Instructions to follow:
Collect every line of the records below that contains the word "grey". Case counts.

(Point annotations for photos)
◆ ◆ ◆
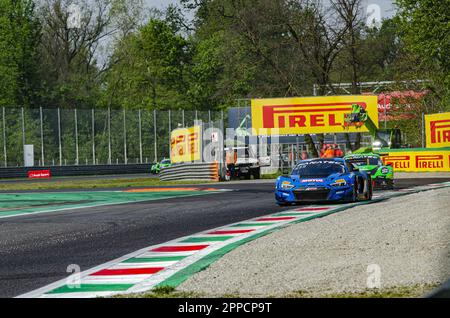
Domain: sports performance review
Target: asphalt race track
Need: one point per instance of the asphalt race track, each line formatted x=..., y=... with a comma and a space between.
x=35, y=250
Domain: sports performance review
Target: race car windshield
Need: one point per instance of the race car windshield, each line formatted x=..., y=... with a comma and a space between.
x=365, y=161
x=318, y=169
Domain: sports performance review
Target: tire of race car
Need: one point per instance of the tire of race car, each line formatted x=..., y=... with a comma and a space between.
x=355, y=193
x=369, y=191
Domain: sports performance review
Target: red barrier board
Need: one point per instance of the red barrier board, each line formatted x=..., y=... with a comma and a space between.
x=39, y=174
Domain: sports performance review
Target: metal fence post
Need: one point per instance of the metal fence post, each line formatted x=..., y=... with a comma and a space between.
x=42, y=136
x=170, y=128
x=140, y=136
x=77, y=158
x=109, y=137
x=154, y=130
x=59, y=137
x=93, y=136
x=423, y=130
x=125, y=136
x=23, y=128
x=4, y=138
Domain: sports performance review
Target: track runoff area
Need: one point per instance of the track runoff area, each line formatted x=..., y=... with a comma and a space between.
x=171, y=263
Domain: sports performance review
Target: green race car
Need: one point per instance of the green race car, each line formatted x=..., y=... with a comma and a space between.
x=382, y=175
x=156, y=168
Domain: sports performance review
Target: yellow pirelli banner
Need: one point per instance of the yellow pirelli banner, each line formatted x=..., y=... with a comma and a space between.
x=185, y=145
x=309, y=115
x=418, y=160
x=438, y=130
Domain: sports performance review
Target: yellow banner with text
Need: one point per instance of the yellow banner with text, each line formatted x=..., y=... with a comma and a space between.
x=433, y=160
x=309, y=115
x=438, y=130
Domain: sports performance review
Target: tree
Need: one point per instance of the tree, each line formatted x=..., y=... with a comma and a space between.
x=19, y=38
x=149, y=68
x=425, y=31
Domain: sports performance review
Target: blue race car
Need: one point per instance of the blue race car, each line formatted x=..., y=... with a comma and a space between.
x=323, y=180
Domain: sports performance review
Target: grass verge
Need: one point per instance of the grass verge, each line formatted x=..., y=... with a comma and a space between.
x=415, y=291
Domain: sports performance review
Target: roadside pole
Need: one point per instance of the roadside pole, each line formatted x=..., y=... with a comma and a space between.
x=42, y=136
x=59, y=137
x=77, y=158
x=125, y=155
x=140, y=136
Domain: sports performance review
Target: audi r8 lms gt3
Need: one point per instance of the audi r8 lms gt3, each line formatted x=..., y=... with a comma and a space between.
x=323, y=180
x=382, y=175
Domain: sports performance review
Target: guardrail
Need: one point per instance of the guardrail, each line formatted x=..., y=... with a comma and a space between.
x=191, y=171
x=68, y=171
x=441, y=292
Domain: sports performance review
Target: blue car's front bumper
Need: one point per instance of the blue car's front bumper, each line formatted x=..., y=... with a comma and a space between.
x=321, y=193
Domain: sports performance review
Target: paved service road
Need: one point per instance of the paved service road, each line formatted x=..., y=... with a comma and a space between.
x=35, y=250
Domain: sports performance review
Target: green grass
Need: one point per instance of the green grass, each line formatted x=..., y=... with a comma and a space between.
x=92, y=184
x=415, y=291
x=271, y=176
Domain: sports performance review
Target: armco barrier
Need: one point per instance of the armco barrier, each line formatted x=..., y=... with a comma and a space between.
x=191, y=171
x=68, y=171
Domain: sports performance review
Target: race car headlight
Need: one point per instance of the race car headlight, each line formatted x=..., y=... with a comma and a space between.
x=339, y=183
x=286, y=185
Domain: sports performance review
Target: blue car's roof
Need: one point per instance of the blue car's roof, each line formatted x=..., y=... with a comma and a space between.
x=341, y=160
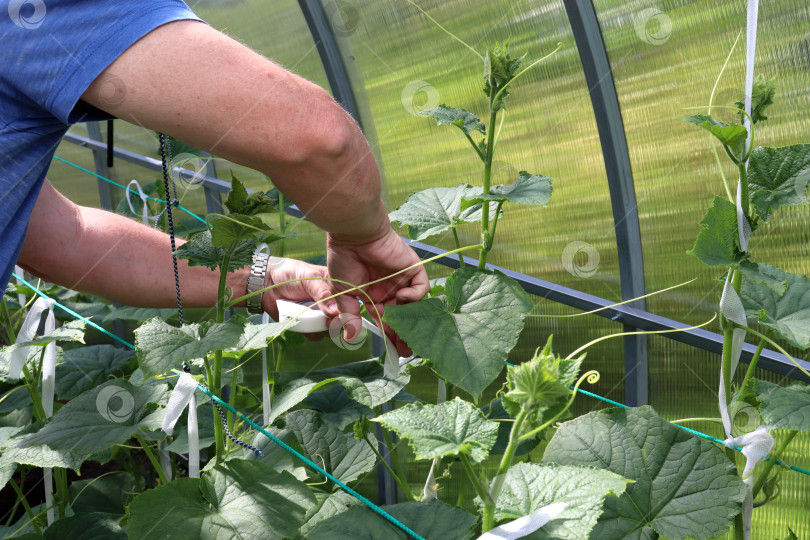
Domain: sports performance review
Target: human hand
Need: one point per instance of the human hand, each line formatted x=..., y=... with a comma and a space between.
x=359, y=263
x=312, y=287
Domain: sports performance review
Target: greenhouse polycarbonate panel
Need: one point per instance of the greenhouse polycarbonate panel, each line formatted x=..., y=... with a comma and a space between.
x=667, y=56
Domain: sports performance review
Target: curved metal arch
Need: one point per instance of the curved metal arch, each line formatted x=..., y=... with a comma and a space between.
x=606, y=110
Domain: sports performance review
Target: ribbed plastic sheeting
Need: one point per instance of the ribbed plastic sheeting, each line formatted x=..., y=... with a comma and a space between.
x=666, y=56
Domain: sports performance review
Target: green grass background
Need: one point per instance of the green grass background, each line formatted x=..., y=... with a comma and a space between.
x=549, y=129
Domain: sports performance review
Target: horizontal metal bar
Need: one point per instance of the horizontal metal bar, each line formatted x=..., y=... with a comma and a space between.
x=213, y=183
x=643, y=320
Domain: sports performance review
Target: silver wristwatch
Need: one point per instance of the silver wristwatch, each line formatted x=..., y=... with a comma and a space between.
x=256, y=279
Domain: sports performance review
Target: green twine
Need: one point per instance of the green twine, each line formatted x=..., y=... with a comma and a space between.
x=113, y=182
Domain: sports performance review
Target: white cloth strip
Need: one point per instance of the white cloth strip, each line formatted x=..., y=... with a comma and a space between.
x=183, y=396
x=525, y=525
x=392, y=358
x=755, y=447
x=145, y=217
x=265, y=380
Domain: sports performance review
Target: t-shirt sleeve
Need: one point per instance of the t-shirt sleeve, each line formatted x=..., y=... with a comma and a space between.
x=88, y=35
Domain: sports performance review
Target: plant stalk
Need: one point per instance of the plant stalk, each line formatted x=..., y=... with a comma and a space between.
x=766, y=468
x=395, y=459
x=150, y=453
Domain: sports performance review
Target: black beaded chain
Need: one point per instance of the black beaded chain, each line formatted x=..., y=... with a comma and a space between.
x=165, y=148
x=250, y=447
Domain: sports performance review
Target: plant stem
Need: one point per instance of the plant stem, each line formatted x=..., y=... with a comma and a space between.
x=24, y=501
x=150, y=453
x=216, y=375
x=488, y=520
x=395, y=459
x=458, y=246
x=486, y=241
x=766, y=468
x=402, y=483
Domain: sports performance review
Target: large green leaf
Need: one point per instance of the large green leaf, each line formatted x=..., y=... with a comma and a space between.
x=339, y=453
x=329, y=505
x=684, y=485
x=436, y=210
x=364, y=381
x=105, y=494
x=87, y=526
x=87, y=367
x=527, y=487
x=162, y=346
x=468, y=332
x=788, y=314
x=464, y=120
x=532, y=189
x=784, y=407
x=778, y=177
x=731, y=135
x=448, y=429
x=717, y=243
x=15, y=450
x=431, y=520
x=199, y=251
x=237, y=499
x=102, y=417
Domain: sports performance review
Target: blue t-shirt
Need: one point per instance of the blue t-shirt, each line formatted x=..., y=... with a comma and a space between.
x=51, y=52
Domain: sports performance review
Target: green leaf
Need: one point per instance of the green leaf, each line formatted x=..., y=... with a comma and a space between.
x=256, y=336
x=469, y=332
x=761, y=98
x=237, y=499
x=87, y=367
x=105, y=494
x=436, y=210
x=429, y=520
x=448, y=429
x=236, y=196
x=684, y=485
x=162, y=347
x=92, y=526
x=784, y=407
x=528, y=487
x=731, y=135
x=539, y=383
x=464, y=120
x=339, y=453
x=14, y=450
x=102, y=417
x=778, y=177
x=364, y=381
x=329, y=505
x=717, y=243
x=787, y=314
x=532, y=189
x=130, y=313
x=200, y=252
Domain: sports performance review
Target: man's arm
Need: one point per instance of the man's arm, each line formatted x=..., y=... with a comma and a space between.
x=192, y=82
x=115, y=257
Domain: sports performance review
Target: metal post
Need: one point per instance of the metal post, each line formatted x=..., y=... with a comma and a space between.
x=594, y=58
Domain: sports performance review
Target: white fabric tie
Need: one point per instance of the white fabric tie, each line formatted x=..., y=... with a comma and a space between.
x=755, y=447
x=182, y=397
x=145, y=217
x=265, y=380
x=525, y=525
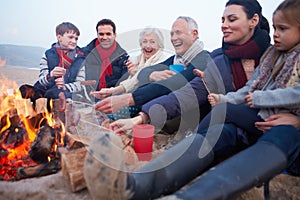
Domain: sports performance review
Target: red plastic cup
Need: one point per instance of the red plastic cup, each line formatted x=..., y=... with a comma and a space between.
x=143, y=136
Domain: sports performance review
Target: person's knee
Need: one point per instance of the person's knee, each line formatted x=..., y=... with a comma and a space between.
x=284, y=137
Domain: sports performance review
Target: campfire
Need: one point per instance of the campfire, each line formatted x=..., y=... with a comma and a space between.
x=29, y=135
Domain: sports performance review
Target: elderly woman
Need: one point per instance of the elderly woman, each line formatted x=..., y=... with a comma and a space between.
x=152, y=43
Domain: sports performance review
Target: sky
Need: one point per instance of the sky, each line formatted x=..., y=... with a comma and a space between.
x=33, y=22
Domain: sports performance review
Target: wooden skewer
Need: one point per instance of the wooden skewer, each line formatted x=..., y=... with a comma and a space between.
x=201, y=74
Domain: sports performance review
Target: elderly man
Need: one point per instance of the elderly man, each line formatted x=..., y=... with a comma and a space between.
x=158, y=80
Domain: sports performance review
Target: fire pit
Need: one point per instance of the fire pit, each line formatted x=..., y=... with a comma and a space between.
x=29, y=138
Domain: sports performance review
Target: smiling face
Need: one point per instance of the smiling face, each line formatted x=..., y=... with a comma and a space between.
x=68, y=40
x=182, y=37
x=286, y=32
x=106, y=36
x=149, y=44
x=236, y=27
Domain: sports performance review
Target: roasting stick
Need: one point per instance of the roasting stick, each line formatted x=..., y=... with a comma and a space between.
x=201, y=74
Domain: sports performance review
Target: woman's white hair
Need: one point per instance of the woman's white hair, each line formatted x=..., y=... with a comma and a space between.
x=156, y=31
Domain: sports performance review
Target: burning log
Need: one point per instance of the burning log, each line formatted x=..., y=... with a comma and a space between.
x=39, y=170
x=72, y=163
x=42, y=145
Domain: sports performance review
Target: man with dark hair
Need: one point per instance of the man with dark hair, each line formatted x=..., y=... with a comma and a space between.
x=105, y=58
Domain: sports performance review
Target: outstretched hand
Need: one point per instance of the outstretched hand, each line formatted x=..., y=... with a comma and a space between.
x=103, y=93
x=249, y=99
x=122, y=126
x=213, y=99
x=279, y=119
x=57, y=72
x=161, y=75
x=113, y=104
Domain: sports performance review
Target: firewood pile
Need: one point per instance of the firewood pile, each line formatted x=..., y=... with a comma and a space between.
x=58, y=170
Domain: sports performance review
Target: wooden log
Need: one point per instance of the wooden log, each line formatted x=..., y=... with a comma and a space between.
x=72, y=168
x=39, y=170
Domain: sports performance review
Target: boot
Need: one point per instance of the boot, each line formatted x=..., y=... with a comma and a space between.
x=249, y=168
x=167, y=173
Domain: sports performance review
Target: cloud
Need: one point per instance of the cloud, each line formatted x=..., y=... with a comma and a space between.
x=9, y=31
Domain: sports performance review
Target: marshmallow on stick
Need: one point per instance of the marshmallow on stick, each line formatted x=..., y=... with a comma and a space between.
x=201, y=74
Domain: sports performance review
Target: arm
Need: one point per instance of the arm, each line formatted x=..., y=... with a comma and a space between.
x=278, y=98
x=144, y=75
x=279, y=119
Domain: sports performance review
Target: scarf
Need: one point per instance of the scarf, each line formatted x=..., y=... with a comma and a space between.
x=253, y=49
x=65, y=60
x=282, y=72
x=188, y=56
x=106, y=67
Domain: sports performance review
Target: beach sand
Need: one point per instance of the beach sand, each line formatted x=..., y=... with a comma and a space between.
x=54, y=186
x=19, y=75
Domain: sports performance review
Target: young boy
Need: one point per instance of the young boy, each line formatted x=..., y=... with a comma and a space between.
x=60, y=67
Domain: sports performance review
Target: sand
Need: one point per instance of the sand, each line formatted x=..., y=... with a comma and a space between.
x=55, y=187
x=19, y=75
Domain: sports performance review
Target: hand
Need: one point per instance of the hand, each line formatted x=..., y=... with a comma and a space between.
x=103, y=93
x=60, y=83
x=114, y=103
x=213, y=99
x=57, y=72
x=161, y=75
x=279, y=119
x=122, y=126
x=249, y=99
x=131, y=67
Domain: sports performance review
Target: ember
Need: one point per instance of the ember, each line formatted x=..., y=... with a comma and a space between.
x=21, y=130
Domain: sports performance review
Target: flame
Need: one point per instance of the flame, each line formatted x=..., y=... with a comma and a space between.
x=2, y=62
x=12, y=104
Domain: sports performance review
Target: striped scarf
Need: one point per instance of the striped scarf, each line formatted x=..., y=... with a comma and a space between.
x=106, y=67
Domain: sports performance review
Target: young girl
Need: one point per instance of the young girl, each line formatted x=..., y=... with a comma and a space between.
x=274, y=87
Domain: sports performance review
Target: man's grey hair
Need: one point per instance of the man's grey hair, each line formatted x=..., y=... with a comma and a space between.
x=190, y=21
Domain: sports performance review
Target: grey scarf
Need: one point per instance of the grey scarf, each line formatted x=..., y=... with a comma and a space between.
x=188, y=56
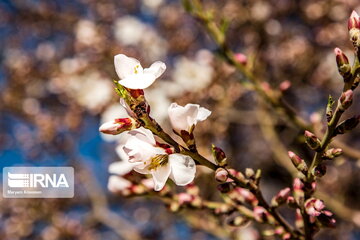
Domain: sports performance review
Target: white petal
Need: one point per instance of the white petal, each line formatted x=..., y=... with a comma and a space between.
x=121, y=167
x=143, y=134
x=138, y=81
x=156, y=69
x=182, y=118
x=203, y=114
x=117, y=183
x=127, y=108
x=109, y=127
x=125, y=66
x=183, y=169
x=177, y=117
x=160, y=175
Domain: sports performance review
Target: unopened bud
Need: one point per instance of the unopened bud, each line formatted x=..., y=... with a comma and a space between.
x=329, y=109
x=285, y=85
x=136, y=93
x=353, y=21
x=346, y=99
x=249, y=172
x=225, y=187
x=320, y=170
x=332, y=153
x=314, y=207
x=184, y=198
x=354, y=28
x=260, y=214
x=298, y=162
x=118, y=126
x=281, y=197
x=237, y=221
x=299, y=222
x=219, y=155
x=244, y=196
x=241, y=58
x=312, y=141
x=290, y=201
x=327, y=220
x=342, y=63
x=221, y=175
x=347, y=125
x=298, y=188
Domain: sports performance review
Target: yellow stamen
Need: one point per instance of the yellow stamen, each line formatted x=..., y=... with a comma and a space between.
x=136, y=69
x=158, y=161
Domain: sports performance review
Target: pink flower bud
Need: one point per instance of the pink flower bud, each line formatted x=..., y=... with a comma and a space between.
x=281, y=197
x=185, y=198
x=298, y=162
x=241, y=58
x=354, y=21
x=118, y=126
x=285, y=85
x=225, y=187
x=244, y=195
x=342, y=62
x=346, y=99
x=320, y=170
x=312, y=141
x=221, y=175
x=314, y=207
x=136, y=93
x=299, y=223
x=260, y=214
x=148, y=183
x=298, y=185
x=219, y=155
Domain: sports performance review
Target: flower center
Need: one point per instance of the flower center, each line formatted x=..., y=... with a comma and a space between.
x=158, y=161
x=136, y=71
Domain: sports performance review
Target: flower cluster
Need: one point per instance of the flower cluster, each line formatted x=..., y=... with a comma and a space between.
x=138, y=147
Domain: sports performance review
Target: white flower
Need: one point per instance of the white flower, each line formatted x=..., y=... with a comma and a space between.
x=113, y=111
x=118, y=184
x=184, y=118
x=139, y=148
x=132, y=74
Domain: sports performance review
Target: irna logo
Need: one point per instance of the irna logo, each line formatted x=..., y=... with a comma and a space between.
x=38, y=182
x=18, y=180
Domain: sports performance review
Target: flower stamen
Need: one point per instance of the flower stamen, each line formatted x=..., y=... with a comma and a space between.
x=158, y=161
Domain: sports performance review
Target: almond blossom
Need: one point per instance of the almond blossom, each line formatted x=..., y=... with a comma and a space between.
x=133, y=75
x=184, y=118
x=140, y=149
x=118, y=126
x=116, y=182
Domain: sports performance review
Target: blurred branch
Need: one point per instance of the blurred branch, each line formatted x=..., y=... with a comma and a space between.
x=271, y=96
x=101, y=211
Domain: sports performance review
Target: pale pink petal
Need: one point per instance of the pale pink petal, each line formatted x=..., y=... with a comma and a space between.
x=156, y=69
x=203, y=114
x=121, y=167
x=138, y=81
x=178, y=117
x=183, y=169
x=160, y=175
x=116, y=184
x=183, y=118
x=125, y=66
◆ ◆ ◆
Solution to the exercise:
Target: man's grey hair
Need: one point per instance of the man's grey hair, each line formatted x=..., y=... with a comma and a space between.
Target: grey scarf
Need: one point per instance of the grey scarf, each line formatted x=..., y=... with a comma and a space between.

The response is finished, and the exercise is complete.